## ACTIVITY
Beginning with the first entry, print all the records exactly.

## EXTRACTED RECORDS
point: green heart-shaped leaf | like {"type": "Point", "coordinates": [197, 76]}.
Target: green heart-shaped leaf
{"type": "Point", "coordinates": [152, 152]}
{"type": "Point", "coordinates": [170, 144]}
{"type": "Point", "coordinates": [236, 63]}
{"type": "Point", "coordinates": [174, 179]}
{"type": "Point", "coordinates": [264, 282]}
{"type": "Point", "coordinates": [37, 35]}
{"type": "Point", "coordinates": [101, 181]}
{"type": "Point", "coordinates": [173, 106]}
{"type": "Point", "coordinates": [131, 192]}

## ANSWER TO THIS PROBLEM
point: green heart-shaped leaf | like {"type": "Point", "coordinates": [197, 76]}.
Target: green heart-shaped leaf
{"type": "Point", "coordinates": [152, 152]}
{"type": "Point", "coordinates": [170, 144]}
{"type": "Point", "coordinates": [236, 63]}
{"type": "Point", "coordinates": [174, 179]}
{"type": "Point", "coordinates": [264, 282]}
{"type": "Point", "coordinates": [37, 35]}
{"type": "Point", "coordinates": [101, 181]}
{"type": "Point", "coordinates": [173, 106]}
{"type": "Point", "coordinates": [131, 192]}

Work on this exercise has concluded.